◆ MATERIAL FOR THE TASK
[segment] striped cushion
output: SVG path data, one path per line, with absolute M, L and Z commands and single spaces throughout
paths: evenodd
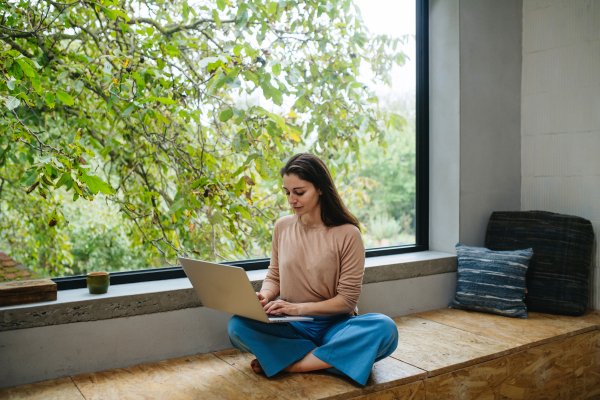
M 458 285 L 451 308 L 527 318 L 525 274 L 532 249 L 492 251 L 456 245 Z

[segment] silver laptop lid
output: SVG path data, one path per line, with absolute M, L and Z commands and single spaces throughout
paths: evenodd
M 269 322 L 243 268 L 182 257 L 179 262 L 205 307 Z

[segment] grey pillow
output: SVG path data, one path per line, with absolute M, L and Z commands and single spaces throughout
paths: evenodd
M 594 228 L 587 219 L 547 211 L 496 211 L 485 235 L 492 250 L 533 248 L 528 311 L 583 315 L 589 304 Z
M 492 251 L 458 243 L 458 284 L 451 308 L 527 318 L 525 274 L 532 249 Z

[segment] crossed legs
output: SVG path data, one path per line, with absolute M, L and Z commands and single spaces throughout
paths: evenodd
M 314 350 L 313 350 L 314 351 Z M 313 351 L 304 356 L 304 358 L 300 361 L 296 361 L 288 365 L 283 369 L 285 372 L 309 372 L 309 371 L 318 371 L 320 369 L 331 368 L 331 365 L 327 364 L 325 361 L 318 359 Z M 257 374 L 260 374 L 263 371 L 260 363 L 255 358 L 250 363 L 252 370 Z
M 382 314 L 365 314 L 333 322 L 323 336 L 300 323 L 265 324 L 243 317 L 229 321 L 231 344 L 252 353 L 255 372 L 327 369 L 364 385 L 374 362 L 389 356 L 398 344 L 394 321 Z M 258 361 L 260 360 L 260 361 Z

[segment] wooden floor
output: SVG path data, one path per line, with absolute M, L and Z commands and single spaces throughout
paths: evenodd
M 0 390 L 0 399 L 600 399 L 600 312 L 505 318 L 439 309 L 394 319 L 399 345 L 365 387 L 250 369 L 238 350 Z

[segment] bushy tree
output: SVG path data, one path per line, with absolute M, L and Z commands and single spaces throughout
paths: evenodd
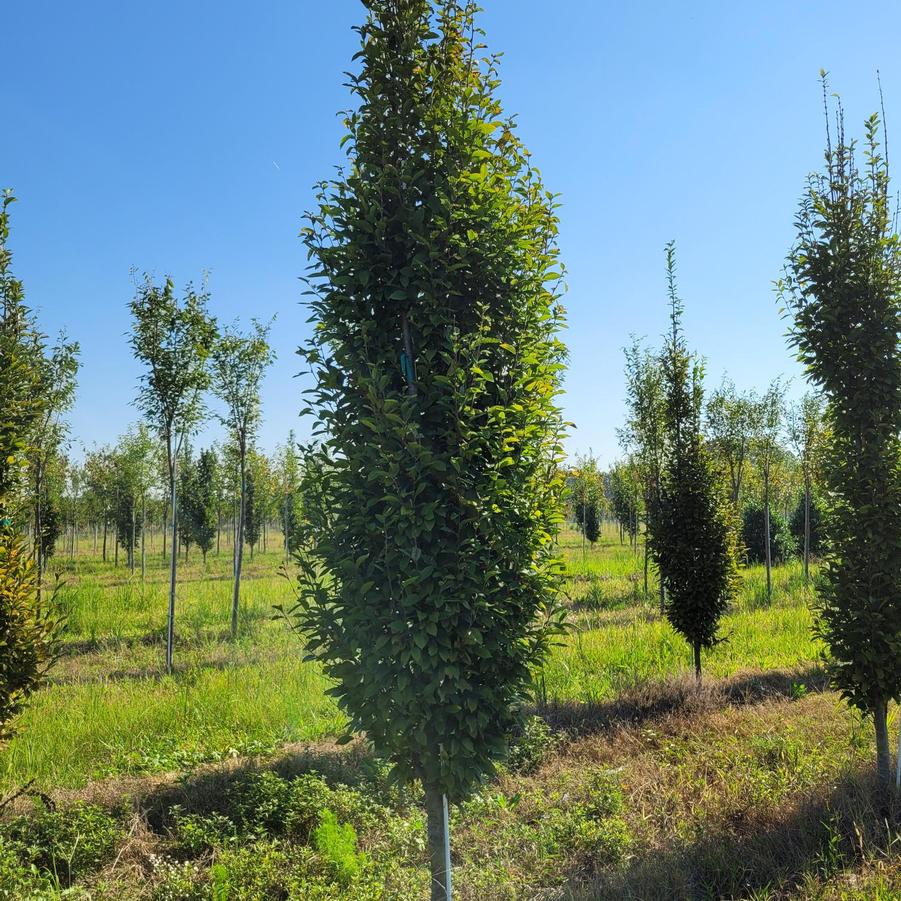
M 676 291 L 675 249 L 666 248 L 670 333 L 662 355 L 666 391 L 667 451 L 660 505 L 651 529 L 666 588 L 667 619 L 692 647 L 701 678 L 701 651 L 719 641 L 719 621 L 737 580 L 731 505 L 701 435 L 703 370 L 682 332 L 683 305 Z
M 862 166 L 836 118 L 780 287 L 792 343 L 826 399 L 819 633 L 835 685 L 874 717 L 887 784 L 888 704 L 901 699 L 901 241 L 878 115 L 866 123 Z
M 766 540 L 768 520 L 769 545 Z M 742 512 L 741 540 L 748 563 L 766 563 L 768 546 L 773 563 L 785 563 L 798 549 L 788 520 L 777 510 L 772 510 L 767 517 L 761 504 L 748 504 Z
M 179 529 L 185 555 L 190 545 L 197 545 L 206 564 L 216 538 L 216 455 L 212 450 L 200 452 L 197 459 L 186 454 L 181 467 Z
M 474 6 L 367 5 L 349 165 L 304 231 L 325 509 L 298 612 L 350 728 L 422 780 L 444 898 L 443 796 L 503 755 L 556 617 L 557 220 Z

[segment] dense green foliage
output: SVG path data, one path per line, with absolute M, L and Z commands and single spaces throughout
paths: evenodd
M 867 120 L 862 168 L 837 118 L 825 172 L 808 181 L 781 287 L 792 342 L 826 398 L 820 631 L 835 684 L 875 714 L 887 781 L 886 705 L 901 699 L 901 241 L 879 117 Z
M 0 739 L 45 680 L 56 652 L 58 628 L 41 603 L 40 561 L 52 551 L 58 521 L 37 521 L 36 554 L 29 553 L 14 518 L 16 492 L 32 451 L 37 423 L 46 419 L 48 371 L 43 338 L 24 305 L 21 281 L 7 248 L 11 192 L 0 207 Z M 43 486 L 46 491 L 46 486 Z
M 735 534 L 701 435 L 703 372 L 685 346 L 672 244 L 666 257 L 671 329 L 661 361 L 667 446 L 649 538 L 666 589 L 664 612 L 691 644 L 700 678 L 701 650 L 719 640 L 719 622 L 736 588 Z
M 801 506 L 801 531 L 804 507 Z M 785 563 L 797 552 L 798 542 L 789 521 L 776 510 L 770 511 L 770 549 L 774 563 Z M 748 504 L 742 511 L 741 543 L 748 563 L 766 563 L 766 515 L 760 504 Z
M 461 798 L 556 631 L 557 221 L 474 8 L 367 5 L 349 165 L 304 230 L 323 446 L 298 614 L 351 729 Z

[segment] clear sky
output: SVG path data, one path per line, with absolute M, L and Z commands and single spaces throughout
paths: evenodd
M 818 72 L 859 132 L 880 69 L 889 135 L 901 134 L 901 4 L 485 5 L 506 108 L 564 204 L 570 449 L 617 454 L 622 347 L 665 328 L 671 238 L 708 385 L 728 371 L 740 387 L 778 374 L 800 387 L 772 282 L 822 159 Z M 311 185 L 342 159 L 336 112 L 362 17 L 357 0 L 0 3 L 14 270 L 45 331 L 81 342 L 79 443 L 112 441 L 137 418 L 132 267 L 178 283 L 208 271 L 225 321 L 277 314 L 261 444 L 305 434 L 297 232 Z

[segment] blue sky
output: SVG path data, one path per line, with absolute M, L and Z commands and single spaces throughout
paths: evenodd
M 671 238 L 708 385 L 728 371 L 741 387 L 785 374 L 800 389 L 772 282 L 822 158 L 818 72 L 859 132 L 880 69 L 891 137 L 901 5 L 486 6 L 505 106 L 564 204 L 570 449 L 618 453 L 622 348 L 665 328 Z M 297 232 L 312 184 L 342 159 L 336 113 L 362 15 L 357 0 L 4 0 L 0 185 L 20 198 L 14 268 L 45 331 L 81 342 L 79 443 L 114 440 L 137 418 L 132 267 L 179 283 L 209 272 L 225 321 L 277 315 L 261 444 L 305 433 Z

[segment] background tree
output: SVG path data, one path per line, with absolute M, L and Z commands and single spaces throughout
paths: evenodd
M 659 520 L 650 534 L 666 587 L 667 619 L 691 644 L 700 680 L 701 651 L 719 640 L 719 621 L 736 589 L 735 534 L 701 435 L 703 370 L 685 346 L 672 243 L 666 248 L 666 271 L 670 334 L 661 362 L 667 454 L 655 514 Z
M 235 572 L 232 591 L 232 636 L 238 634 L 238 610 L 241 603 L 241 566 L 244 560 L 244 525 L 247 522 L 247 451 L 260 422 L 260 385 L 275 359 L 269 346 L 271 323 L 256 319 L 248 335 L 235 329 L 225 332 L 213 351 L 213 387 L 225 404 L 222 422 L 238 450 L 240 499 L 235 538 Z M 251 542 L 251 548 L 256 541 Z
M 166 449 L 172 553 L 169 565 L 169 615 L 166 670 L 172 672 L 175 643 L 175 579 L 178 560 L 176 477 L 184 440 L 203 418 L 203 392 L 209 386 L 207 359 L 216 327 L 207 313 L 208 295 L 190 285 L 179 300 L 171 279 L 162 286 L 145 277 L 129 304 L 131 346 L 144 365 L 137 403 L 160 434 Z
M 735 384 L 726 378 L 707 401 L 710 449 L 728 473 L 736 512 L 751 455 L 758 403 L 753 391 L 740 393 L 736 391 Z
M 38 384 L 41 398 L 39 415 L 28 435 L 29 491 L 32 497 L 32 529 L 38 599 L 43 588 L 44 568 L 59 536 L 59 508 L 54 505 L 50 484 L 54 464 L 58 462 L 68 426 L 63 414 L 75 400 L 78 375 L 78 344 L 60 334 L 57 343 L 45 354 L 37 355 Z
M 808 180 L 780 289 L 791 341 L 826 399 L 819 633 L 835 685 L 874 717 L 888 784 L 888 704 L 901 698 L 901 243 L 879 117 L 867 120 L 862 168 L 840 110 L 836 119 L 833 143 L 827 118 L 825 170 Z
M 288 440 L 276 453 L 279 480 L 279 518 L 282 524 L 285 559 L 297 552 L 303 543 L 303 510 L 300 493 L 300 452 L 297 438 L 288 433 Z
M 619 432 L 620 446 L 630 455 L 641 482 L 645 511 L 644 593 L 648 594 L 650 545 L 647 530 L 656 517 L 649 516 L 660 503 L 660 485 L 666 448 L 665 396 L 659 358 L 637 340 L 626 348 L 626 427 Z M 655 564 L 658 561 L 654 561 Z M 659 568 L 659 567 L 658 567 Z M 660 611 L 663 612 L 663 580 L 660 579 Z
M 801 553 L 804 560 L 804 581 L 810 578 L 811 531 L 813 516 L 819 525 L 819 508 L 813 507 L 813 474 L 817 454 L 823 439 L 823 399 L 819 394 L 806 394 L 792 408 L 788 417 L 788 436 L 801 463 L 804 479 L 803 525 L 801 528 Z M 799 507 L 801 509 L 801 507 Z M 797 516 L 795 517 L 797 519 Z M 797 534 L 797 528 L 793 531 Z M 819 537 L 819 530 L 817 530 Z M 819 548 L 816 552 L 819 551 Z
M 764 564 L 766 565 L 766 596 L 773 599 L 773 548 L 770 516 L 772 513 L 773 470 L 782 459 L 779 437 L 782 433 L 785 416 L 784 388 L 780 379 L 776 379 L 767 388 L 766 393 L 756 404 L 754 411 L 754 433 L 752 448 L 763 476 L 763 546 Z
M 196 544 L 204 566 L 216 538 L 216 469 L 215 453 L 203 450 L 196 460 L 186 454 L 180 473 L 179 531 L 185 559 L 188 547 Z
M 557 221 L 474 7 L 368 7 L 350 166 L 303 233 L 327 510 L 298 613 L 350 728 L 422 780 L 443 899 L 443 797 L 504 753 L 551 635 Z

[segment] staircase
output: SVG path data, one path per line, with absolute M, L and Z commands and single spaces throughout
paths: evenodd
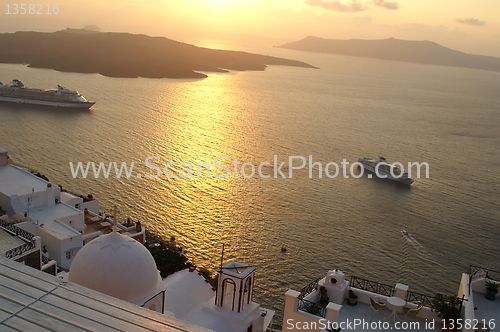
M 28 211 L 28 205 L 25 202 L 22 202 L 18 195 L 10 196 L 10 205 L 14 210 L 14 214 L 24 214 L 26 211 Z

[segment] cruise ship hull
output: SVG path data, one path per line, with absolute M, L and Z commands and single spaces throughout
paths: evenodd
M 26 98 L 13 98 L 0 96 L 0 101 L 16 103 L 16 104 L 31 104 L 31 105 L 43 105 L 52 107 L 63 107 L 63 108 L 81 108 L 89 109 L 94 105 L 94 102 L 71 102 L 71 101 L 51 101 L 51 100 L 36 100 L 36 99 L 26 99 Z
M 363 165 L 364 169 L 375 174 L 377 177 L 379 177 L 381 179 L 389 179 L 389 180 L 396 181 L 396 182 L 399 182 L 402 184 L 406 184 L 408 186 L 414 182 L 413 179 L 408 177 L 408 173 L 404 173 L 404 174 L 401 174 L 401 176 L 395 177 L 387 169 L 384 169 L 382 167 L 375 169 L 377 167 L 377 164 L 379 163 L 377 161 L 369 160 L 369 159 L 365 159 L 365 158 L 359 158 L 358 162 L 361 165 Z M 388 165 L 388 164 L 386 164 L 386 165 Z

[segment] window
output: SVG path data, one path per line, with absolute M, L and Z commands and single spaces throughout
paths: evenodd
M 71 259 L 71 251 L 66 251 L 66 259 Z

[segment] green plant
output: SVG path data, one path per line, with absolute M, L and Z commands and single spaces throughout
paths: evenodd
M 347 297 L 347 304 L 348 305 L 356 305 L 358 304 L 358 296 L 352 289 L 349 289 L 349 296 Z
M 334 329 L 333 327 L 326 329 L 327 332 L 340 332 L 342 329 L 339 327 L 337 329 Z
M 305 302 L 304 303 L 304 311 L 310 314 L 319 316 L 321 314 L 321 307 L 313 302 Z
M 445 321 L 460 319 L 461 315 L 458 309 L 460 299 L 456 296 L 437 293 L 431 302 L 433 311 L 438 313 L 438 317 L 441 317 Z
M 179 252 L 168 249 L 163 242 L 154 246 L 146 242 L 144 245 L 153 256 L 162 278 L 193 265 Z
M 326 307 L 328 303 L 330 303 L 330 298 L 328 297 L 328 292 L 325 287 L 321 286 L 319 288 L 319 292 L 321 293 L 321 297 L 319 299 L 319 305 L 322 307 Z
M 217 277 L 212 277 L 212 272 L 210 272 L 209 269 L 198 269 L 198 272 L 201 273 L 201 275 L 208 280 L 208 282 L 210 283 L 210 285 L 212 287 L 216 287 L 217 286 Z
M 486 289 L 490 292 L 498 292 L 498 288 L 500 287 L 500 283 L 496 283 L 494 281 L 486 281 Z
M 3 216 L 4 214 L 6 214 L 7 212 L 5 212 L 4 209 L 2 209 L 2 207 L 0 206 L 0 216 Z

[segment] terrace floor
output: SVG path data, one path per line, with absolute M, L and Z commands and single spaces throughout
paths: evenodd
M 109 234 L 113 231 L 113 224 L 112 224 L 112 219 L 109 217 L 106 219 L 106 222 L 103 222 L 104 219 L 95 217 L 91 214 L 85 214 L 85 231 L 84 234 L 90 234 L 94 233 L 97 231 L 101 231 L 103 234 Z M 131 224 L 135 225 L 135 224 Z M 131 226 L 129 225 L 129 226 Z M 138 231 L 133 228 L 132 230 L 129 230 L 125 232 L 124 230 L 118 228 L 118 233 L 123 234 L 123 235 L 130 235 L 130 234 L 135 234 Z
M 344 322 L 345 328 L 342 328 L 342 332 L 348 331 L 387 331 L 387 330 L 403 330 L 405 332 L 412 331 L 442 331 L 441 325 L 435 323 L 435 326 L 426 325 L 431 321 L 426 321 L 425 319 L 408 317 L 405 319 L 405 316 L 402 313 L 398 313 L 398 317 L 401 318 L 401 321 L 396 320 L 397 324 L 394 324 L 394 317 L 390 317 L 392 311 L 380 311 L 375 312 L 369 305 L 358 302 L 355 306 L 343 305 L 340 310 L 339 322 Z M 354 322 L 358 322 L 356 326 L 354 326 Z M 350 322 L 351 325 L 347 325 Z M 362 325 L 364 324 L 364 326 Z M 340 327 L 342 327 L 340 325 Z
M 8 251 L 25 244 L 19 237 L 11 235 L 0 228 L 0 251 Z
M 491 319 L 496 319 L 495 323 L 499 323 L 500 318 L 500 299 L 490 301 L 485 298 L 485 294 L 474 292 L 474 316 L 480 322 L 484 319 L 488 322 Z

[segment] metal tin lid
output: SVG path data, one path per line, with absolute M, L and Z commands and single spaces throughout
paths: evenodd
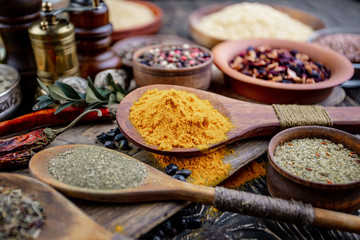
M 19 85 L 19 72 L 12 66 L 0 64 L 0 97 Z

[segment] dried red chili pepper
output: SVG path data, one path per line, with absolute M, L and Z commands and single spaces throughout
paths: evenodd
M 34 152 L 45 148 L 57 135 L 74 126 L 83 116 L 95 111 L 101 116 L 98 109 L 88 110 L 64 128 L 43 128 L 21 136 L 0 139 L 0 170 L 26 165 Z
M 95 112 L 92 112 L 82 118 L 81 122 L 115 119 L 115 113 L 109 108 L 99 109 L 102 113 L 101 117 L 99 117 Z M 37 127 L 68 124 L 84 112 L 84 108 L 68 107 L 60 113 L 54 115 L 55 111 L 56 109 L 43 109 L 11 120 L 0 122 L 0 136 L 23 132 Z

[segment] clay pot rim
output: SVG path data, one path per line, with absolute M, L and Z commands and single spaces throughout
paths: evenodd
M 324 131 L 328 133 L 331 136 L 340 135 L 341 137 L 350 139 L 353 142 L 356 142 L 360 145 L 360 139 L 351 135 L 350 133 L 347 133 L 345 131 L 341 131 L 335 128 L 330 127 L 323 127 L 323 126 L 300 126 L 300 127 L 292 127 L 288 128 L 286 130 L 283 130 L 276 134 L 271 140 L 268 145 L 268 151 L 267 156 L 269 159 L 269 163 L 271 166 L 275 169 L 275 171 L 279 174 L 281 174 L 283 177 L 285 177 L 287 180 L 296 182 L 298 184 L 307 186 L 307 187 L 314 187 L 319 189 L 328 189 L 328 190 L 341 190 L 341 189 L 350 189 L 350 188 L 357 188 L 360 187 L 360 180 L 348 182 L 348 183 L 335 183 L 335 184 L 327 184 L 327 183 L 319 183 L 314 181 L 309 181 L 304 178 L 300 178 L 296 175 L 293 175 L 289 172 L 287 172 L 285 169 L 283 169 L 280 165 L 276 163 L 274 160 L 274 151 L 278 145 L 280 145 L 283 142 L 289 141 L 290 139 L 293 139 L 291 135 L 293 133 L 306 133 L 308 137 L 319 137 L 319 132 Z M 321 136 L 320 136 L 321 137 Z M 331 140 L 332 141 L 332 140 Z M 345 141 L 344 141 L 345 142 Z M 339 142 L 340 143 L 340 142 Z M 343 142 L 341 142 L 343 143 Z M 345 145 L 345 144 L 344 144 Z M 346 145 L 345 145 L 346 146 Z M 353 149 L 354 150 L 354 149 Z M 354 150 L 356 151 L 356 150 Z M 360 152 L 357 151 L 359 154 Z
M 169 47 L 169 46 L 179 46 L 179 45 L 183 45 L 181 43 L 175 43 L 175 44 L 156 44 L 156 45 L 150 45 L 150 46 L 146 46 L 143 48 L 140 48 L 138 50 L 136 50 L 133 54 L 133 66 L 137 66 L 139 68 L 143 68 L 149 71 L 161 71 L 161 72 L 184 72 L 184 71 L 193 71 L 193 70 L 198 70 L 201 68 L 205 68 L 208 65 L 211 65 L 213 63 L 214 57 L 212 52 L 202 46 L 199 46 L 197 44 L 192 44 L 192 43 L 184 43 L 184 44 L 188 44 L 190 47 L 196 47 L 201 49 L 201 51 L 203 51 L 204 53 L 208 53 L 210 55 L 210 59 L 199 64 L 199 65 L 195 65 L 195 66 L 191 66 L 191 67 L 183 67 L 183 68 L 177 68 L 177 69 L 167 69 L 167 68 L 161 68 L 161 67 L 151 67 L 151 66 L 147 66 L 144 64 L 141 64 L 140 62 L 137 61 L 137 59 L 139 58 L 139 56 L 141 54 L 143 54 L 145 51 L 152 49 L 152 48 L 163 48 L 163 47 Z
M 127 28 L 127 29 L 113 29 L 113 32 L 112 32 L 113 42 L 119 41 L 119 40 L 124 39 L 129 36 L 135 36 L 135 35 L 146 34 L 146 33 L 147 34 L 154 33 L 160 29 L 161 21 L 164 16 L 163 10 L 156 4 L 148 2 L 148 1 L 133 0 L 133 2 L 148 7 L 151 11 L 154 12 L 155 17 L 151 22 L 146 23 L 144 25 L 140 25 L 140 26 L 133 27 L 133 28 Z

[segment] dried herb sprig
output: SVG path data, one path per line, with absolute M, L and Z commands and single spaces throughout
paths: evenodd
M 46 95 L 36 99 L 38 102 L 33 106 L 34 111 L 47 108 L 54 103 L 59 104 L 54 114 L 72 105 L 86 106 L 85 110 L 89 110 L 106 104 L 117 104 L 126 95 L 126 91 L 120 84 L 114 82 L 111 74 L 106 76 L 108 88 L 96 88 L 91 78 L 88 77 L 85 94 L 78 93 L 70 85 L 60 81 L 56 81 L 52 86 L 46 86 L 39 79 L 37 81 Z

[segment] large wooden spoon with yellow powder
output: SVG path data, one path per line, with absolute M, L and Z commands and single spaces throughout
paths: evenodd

◆ EXERCISE PROMPT
Select all lines in the listing that include the word "green".

◆ RESULT
[segment] dense green foliage
[segment] green plant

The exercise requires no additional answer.